→ Your task
Lines to restate from the data below: from the one containing "positive clicks: (85, 98) (109, 73)" to the one containing "49L108 67L74 106L92", both included. Give them again exactly, and only them.

→ Provided entries
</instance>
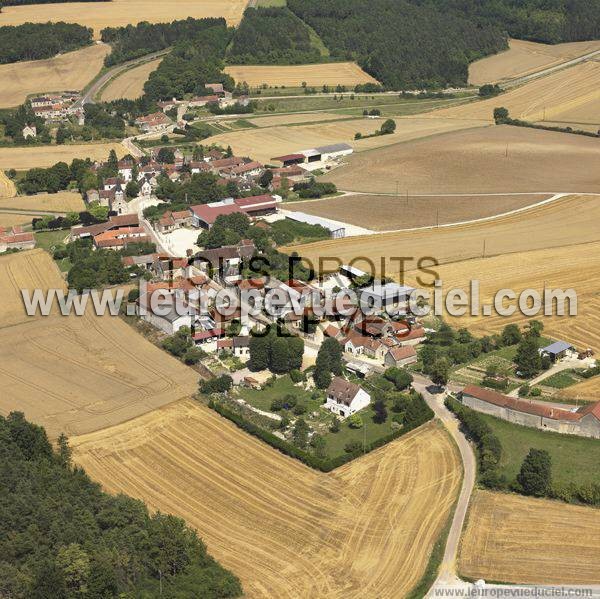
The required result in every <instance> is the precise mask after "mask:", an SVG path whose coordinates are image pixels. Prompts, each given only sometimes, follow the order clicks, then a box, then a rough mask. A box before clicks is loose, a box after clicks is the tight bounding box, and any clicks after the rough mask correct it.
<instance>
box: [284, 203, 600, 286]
mask: <svg viewBox="0 0 600 599" xmlns="http://www.w3.org/2000/svg"><path fill="white" fill-rule="evenodd" d="M598 218H600V197H599V196H568V197H565V198H562V199H559V200H555V201H553V202H551V203H548V204H546V205H544V206H539V207H535V208H532V209H530V210H527V211H524V212H521V213H519V214H513V215H509V216H503V217H499V218H497V219H492V220H489V221H486V222H480V223H474V224H470V225H456V226H448V227H443V228H439V229H437V228H434V229H425V230H417V231H405V232H397V233H381V234H379V235H365V236H360V237H347V238H345V239H337V240H334V239H331V240H327V241H321V242H317V243H310V244H306V245H299V246H291V247H287V248H284V250H283V251H287V252H288V253H289V252H291V251H297V252H298V253H299V254H300V255H301V256H303V257H305V258H307V259H309V260H311V261H313V263H314V264H315V265H317V264H318V261H319V258H323V257H325V256H331V257H333V258H335V259H339V260H341V264H348V261H350V260H353V259H355V258H356V257H357V256H364V257H365V258H368V259H370V260H372V261H373V262H374V263H375V264H376V265H379V264H380V261H381V259H382V258H383V259H389V258H390V257H392V256H401V257H405V256H414V257H415V258H420V257H424V256H431V257H434V258H436V260H437V261H438V262H439V263H440V264H446V263H451V262H463V261H465V260H474V259H478V258H481V257H482V256H483V254H484V250H485V255H486V256H488V257H489V256H499V255H504V254H517V253H522V252H530V251H533V250H539V249H552V248H560V247H564V246H571V245H580V244H584V243H590V242H596V241H600V228H599V227H598V225H597V222H598V221H597V219H598ZM364 265H365V266H366V263H365V264H364ZM356 266H357V267H358V268H362V266H361V265H360V264H359V263H357V264H356ZM406 267H407V269H414V268H415V267H416V261H415V260H413V261H412V262H410V263H407V264H406ZM467 267H468V265H467ZM335 268H336V262H335V261H333V260H332V261H331V262H330V266H329V267H328V266H327V265H324V269H323V270H333V269H335ZM388 274H389V275H390V276H393V272H388Z"/></svg>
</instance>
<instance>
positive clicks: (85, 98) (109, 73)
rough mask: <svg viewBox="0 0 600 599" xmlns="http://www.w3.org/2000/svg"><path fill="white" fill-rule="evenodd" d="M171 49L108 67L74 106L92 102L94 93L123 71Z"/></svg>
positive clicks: (79, 99) (146, 60)
mask: <svg viewBox="0 0 600 599" xmlns="http://www.w3.org/2000/svg"><path fill="white" fill-rule="evenodd" d="M170 51H171V48H167V49H166V50H159V51H158V52H153V53H152V54H145V55H144V56H140V58H136V59H135V60H130V61H129V62H124V63H122V64H118V65H116V66H114V67H112V68H110V69H109V70H108V71H106V73H104V74H103V75H102V76H101V77H99V78H98V79H97V80H96V81H94V83H92V85H91V86H90V87H89V89H88V90H86V92H85V93H84V94H83V95H82V97H81V98H80V99H79V100H78V101H77V102H76V104H75V106H76V107H77V108H79V107H82V106H83V105H84V104H94V102H95V97H96V95H97V94H98V93H99V92H100V91H101V90H102V88H103V87H104V86H105V85H107V84H108V83H109V82H110V81H112V80H113V79H115V78H116V77H118V76H119V75H120V74H121V73H123V72H124V71H126V70H128V69H130V68H132V67H136V66H139V65H142V64H144V63H146V62H150V61H151V60H154V59H156V58H159V57H161V56H164V55H165V54H168V53H169V52H170Z"/></svg>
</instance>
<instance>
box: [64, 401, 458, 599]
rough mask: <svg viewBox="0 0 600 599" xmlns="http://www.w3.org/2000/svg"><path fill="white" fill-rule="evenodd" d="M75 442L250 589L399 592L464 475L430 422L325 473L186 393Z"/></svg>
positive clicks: (290, 591) (100, 476)
mask: <svg viewBox="0 0 600 599" xmlns="http://www.w3.org/2000/svg"><path fill="white" fill-rule="evenodd" d="M72 444H73V446H74V447H75V457H76V461H77V462H78V463H79V464H81V465H82V466H83V467H84V468H85V469H86V471H87V472H88V473H89V474H90V475H91V476H92V478H94V479H95V480H98V481H100V482H102V484H103V486H104V487H105V488H106V489H107V490H109V491H111V492H119V491H123V492H125V493H127V494H129V495H133V496H134V497H140V498H142V499H144V500H145V501H146V502H147V503H148V504H149V505H150V506H151V507H152V508H155V509H161V510H162V511H166V512H171V513H174V514H178V515H180V516H183V517H184V518H186V520H187V521H188V522H189V523H190V524H191V525H192V526H194V527H196V528H197V529H198V531H199V533H200V535H201V536H202V537H203V538H204V539H205V541H206V542H207V544H208V549H209V551H210V552H211V554H212V555H214V556H215V557H216V558H217V559H218V560H219V561H220V562H221V563H222V564H223V565H225V566H226V567H228V568H231V569H232V570H233V571H234V572H235V573H236V574H237V575H238V576H240V578H241V579H242V583H243V585H244V589H245V591H246V593H247V596H248V597H279V598H290V599H291V598H294V599H296V598H298V597H306V598H311V597H314V598H317V597H318V598H323V597H328V598H329V597H336V598H340V599H341V598H344V599H349V598H354V597H356V598H358V597H360V598H365V597H369V598H372V597H378V598H380V599H384V598H390V599H391V598H394V599H395V598H397V597H402V596H404V595H406V594H407V592H408V591H409V590H410V588H411V587H412V586H413V585H414V584H415V583H416V582H417V581H418V580H419V578H420V576H421V575H422V573H423V569H424V567H425V565H426V563H427V559H428V555H429V553H430V551H431V548H432V542H433V540H434V539H435V538H436V537H437V535H438V534H439V532H440V530H441V528H442V526H443V523H444V522H445V520H446V518H447V516H448V514H449V510H450V507H451V505H452V503H453V502H454V499H455V498H456V494H457V493H458V488H459V483H460V463H459V459H458V455H457V451H456V448H455V446H454V445H453V444H452V443H451V441H450V439H449V438H448V436H447V434H446V433H445V432H444V431H443V430H441V429H440V428H438V426H437V425H434V424H429V425H426V426H425V427H424V428H422V429H419V430H418V431H415V432H413V433H411V434H410V435H408V436H407V437H405V438H403V439H400V440H398V441H396V442H394V443H391V444H390V445H387V446H386V447H385V448H383V449H381V450H379V451H376V452H374V453H371V454H369V455H368V456H366V457H365V458H362V459H360V460H357V461H354V462H352V463H351V464H348V465H346V466H343V467H342V468H340V469H338V470H336V471H334V472H333V473H331V474H328V475H326V474H321V473H317V472H315V471H313V470H310V469H309V468H307V467H305V466H303V465H302V464H300V463H299V462H297V461H295V460H292V459H291V458H287V457H284V456H282V455H281V454H279V453H278V452H277V451H275V450H273V449H271V448H270V447H268V446H266V445H265V444H263V443H261V442H259V441H258V440H256V439H254V438H252V437H250V436H249V435H247V434H246V433H244V432H242V431H240V430H239V429H237V428H236V427H235V426H233V425H232V424H231V423H229V422H228V421H226V420H224V419H222V418H221V417H219V416H218V415H216V414H215V413H214V412H211V411H209V410H208V409H207V408H204V407H202V406H200V405H199V404H197V403H194V402H192V401H185V402H180V403H178V404H174V405H172V406H169V407H167V408H163V409H162V410H160V411H156V412H153V413H152V414H148V415H146V416H143V417H141V418H139V419H137V420H134V421H132V422H130V423H126V424H124V425H121V426H119V427H116V428H114V429H109V430H106V431H100V432H98V433H94V434H91V435H86V436H84V437H81V438H76V439H73V440H72Z"/></svg>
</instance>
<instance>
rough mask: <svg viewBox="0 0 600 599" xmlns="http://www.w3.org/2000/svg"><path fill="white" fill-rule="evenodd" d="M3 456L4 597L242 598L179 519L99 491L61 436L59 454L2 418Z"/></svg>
mask: <svg viewBox="0 0 600 599" xmlns="http://www.w3.org/2000/svg"><path fill="white" fill-rule="evenodd" d="M0 456H1V459H2V464H3V467H2V468H1V469H0V505H1V506H2V507H1V508H0V513H1V517H0V555H2V561H1V563H0V571H1V572H2V578H1V581H0V595H2V596H3V597H15V598H25V597H27V598H42V597H52V598H53V599H73V598H75V597H77V598H81V599H87V598H89V599H100V598H103V599H112V598H114V599H116V598H117V597H123V596H136V597H138V596H139V597H141V596H144V597H146V596H147V597H158V596H159V595H161V596H162V595H164V596H169V597H191V596H195V597H205V598H207V599H209V598H217V597H220V598H221V597H237V596H239V595H241V593H242V589H241V585H240V582H239V580H238V579H237V578H236V577H235V576H234V575H233V574H231V573H230V572H228V571H227V570H225V569H224V568H222V567H221V566H220V565H219V564H218V563H217V562H216V561H215V560H214V559H213V558H212V557H211V556H210V555H209V554H208V553H207V551H206V546H205V545H204V543H203V542H202V540H201V539H200V538H199V537H198V536H197V535H196V532H195V531H193V530H192V529H190V528H188V527H187V526H186V524H185V522H184V521H183V520H181V519H180V518H176V517H174V516H170V515H166V514H161V513H156V514H154V515H152V516H151V515H150V514H149V513H148V509H147V507H146V506H145V505H144V503H142V502H141V501H139V500H135V499H131V498H129V497H127V496H126V495H122V494H121V495H108V494H106V493H103V492H102V491H101V489H100V485H98V484H97V483H94V482H92V481H91V480H90V478H89V477H88V476H87V475H86V474H85V472H84V471H83V470H81V469H80V468H78V467H76V466H74V465H73V464H72V462H71V449H70V447H69V444H68V442H67V439H66V438H65V437H64V436H61V437H60V438H59V439H58V449H57V451H56V452H55V451H53V448H52V445H51V444H50V442H49V440H48V438H47V436H46V433H45V431H44V429H43V428H41V427H39V426H36V425H34V424H31V423H29V422H27V421H26V420H25V418H24V416H23V414H21V413H16V412H13V413H11V414H10V415H9V416H8V418H4V417H0Z"/></svg>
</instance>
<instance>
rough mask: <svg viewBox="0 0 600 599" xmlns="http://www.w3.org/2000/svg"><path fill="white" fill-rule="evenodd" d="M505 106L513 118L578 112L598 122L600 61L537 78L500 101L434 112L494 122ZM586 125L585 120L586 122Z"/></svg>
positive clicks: (523, 118) (598, 110) (599, 110)
mask: <svg viewBox="0 0 600 599" xmlns="http://www.w3.org/2000/svg"><path fill="white" fill-rule="evenodd" d="M497 106H504V107H506V108H508V110H509V111H510V115H511V116H512V117H513V118H520V119H525V120H528V121H542V120H548V121H562V120H568V119H567V118H566V116H568V115H570V114H572V113H573V111H577V114H579V115H580V116H579V118H583V117H586V118H585V120H588V119H590V120H592V121H593V122H597V120H598V112H599V111H600V62H593V61H591V62H584V63H581V64H578V65H575V66H573V67H569V68H568V69H564V70H562V71H558V72H557V73H554V74H552V75H548V76H547V77H543V78H540V79H536V80H535V81H531V82H530V83H527V84H525V85H523V86H522V87H518V88H515V89H512V90H510V91H509V92H506V93H504V94H502V95H500V96H498V97H496V98H491V99H489V100H483V101H481V102H471V103H469V104H464V105H461V106H455V107H452V108H442V109H440V110H435V111H434V112H432V113H430V114H431V116H434V117H444V118H452V119H487V120H488V121H492V120H493V112H494V108H496V107H497ZM584 122H585V121H584Z"/></svg>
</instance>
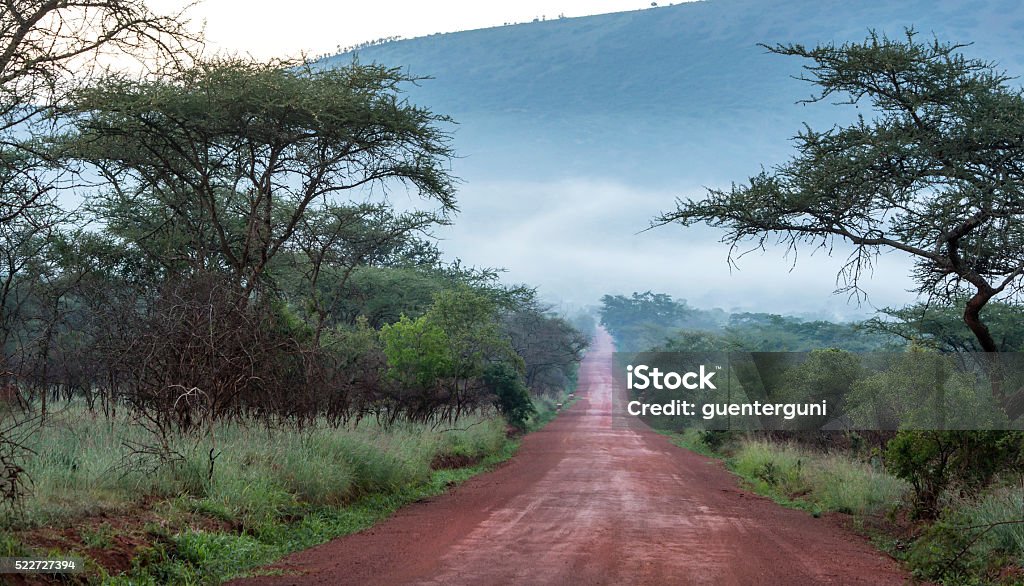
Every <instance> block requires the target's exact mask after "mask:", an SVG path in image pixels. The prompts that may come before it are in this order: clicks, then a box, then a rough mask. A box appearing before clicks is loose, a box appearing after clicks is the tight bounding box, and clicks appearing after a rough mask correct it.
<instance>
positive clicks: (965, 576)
mask: <svg viewBox="0 0 1024 586" xmlns="http://www.w3.org/2000/svg"><path fill="white" fill-rule="evenodd" d="M895 554H896V555H897V556H898V557H900V558H902V559H904V560H905V561H906V562H907V563H908V566H909V567H910V569H911V570H912V572H913V574H914V576H915V577H916V578H919V579H922V580H928V581H934V582H936V583H940V584H950V585H952V584H956V585H959V584H1024V570H1022V569H1024V489H1022V487H1021V486H1020V483H1019V479H1018V482H1017V483H1014V484H1011V483H1007V484H1002V485H1001V486H997V487H996V488H994V489H991V490H989V491H987V492H985V493H983V494H982V495H980V496H979V497H977V498H974V499H966V498H962V497H956V498H954V499H953V500H951V502H948V503H947V506H946V508H945V510H944V511H943V513H942V516H941V517H940V518H939V519H938V520H937V521H935V522H934V524H932V525H931V526H929V527H927V528H925V529H924V530H923V531H922V533H921V536H920V537H919V538H918V539H916V540H914V541H912V542H911V543H909V544H908V545H906V546H905V547H903V548H900V549H897V550H896V552H895Z"/></svg>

→ Problem solution
positive clicks: (85, 98) (109, 73)
rough mask: <svg viewBox="0 0 600 599" xmlns="http://www.w3.org/2000/svg"><path fill="white" fill-rule="evenodd" d="M171 49L108 67L74 106L92 102L94 93L123 71Z"/></svg>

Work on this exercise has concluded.